SOURCE TEXT:
Reliability and Validity

Discussion Number 1


Introduction to Reliability

Reliability refers to the consistency of measurements of a given test. This means that the test, no matter what it is measuring will produce the same value or one very close to it every time it is used(Cohen, 2011, p. 86). Reliability means that given the same circumstances the observer who perceives the fact will perceive it again, and given the same set of circumstances other observers will perceive the same fact (Faust, 2012, p. 288). When a test has low reliability, the scores may be inconsistent, unstable and untrustworthy and accurate predictions cannot be made from the scores obtained.

According to Spreen, Sherman, and Strauss (2006, p. 10), reliability can be defined in terms of consistency within itself (internal consistency), consistency over time (test-retest reliability), consistency across alternate forms (alternate form reliability), and consistency across raters (inter-rater reliability). Indices of reliability indicate the degree to which a test is free from measurement error or the proportion of variance in observed scores attributable to variance in true score.

Components Involved When Estimating Reliability

Two components that are involved when estimating reliability are the true score and the error component. The true score and the error components of an actual score on the measure cannot be directly observed, however, the stability of measures can be assessed using correlation coefficients. Correlation coefficient is a number that indicates how strongly two variables are related to each other. When discussing reliability, the most common correlation coefficient is the Pearson Product-Moment Correlation Coefficient.

One way of thinking about reliability is through variability.The only reason an observed score changes from one measurement to another is due to random errors. Error scores are independent of the characteristic being measured; they are attributable to the measurement process, not to the individual. That is, the magnitude of error scores is unrelated to the magnitude of the characteristic being measured. If the measuring instrument is not very accurate, that is, if it adds large random error components to true scores- then the variance of the measured scores should be much larger than the variance of the true score.

PARTS OF THE EXERCISE:
1. Answer the following from the text on reliability:
(a) To what does reliability refer?
(b) According to Spreen, Sherman, and Strauss, what is consistency over time called?
(c) When reliability is discussed, what is the most common correlation coefficient?
2. Transcribe the text on reliability from "Reliability refers to" to "the scores obtained." without any changes.

RECORDS:

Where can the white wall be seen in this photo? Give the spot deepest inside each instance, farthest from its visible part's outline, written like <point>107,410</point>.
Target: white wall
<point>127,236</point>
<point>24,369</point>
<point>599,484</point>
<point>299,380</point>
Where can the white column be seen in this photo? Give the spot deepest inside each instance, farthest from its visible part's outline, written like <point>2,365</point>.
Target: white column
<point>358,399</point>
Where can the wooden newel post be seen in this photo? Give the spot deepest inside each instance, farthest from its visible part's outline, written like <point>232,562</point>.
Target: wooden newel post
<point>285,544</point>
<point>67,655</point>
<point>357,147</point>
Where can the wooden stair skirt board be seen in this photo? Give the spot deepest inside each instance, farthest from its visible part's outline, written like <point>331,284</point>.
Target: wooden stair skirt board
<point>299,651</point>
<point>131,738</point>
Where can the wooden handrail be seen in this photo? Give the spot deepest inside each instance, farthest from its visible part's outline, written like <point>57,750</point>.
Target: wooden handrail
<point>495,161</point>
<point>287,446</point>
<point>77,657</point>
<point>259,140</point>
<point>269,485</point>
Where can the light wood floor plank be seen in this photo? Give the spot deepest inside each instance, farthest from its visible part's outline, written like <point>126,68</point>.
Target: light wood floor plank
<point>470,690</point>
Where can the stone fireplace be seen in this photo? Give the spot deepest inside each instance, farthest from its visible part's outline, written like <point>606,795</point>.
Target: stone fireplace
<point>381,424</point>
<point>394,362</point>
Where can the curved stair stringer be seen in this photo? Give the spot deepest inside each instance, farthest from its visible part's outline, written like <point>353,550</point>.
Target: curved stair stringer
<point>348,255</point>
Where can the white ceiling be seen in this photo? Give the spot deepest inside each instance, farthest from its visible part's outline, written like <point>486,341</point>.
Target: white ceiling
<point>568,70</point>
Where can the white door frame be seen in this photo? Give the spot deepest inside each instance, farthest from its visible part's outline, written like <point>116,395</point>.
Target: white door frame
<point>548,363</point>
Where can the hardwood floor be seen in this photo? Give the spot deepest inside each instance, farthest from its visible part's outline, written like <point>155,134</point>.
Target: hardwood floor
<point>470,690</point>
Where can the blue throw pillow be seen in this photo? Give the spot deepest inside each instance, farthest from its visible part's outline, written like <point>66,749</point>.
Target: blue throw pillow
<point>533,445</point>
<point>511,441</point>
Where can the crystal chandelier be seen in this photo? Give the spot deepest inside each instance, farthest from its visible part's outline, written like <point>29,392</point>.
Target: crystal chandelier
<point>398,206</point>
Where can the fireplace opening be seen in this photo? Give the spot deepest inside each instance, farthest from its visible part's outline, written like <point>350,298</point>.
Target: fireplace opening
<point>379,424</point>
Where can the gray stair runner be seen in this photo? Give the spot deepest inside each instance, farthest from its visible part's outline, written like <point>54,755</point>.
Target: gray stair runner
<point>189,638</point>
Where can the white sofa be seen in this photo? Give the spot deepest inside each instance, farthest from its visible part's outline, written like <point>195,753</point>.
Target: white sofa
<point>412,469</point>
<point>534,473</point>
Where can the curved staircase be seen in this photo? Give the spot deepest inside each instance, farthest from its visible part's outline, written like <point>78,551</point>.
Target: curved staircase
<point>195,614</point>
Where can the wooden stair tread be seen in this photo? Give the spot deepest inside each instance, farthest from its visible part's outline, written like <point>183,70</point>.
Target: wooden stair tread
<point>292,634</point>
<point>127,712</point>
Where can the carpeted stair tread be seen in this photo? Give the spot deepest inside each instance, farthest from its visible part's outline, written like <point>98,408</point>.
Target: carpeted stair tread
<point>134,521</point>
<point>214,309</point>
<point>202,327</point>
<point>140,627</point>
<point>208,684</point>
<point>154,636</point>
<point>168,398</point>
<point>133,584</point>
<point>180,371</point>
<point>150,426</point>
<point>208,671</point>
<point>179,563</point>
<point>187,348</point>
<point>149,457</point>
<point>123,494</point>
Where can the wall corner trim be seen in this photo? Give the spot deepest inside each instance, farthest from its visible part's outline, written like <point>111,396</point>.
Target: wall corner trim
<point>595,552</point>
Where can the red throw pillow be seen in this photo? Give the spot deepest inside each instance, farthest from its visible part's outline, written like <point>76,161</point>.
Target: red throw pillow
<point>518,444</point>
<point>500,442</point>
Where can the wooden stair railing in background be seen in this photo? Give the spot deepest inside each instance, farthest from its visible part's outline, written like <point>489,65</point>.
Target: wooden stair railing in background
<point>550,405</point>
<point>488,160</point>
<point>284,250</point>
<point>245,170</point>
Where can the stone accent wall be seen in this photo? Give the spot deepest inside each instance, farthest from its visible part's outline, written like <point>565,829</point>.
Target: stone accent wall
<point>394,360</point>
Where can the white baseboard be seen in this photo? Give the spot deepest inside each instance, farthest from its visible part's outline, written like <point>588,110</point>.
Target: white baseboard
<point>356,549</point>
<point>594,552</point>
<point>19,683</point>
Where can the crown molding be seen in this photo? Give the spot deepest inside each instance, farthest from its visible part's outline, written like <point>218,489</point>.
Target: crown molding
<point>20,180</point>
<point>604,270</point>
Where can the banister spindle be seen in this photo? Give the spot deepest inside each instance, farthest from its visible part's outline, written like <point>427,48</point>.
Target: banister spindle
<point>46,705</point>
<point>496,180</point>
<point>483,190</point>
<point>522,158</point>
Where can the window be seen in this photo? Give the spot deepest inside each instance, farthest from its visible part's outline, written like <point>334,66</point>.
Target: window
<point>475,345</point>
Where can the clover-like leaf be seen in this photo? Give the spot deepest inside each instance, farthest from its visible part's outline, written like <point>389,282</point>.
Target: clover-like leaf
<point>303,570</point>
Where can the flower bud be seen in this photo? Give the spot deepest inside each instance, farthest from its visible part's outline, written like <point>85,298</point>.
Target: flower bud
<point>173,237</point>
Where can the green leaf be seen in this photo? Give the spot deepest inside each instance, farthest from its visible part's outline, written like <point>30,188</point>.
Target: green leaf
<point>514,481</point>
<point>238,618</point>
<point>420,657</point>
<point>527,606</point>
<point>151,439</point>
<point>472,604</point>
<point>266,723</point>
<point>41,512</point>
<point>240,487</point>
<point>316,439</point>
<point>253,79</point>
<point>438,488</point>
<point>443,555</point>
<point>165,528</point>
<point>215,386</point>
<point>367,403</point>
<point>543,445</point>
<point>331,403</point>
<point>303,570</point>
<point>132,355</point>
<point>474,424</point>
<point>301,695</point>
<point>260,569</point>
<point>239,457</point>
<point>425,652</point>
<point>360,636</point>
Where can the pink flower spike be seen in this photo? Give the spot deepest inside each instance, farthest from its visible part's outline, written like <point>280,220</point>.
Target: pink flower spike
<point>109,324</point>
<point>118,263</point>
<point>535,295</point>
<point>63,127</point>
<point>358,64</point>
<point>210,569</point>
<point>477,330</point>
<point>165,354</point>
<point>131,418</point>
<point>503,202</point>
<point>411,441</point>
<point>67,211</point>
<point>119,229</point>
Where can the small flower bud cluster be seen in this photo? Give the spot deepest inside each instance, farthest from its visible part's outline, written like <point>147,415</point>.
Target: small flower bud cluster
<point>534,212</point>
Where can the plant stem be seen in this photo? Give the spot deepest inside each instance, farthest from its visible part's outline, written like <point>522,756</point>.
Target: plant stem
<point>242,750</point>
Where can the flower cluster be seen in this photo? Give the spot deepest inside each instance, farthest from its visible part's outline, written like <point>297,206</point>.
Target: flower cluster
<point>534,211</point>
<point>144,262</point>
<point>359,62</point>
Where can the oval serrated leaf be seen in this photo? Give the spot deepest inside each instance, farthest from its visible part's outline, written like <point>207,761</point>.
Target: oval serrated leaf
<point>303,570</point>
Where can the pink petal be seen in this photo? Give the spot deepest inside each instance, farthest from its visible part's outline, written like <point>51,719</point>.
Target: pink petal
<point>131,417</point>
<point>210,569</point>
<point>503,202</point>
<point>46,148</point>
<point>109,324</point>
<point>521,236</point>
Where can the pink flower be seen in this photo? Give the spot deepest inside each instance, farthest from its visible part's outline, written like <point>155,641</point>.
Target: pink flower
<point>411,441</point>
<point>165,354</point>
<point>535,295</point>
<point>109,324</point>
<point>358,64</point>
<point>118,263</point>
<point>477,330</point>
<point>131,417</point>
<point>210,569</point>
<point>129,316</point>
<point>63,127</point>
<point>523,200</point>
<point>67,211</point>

RESPONSES BY TASK:
1.
(a) The consistency of measurements of a given test.
(b) Test-retest reliability.
(c) The Pearson Product-Moment Correlation Coefficient.

2.
Reliability refers to the consistency of measurements of a given test. This means that the test, no matter what it is measuring will produce the same value or one very close to it every time it is used(Cohen, 2011, p. 86). Reliability means that given the same circumstances the observer who perceives the fact will perceive it again, and given the same set of circumstances other observers will perceive the same fact (Faust, 2012, p. 288). When a test has low reliability, the scores may be inconsistent, unstable and untrustworthy and accurate predictions cannot be made from the scores obtained.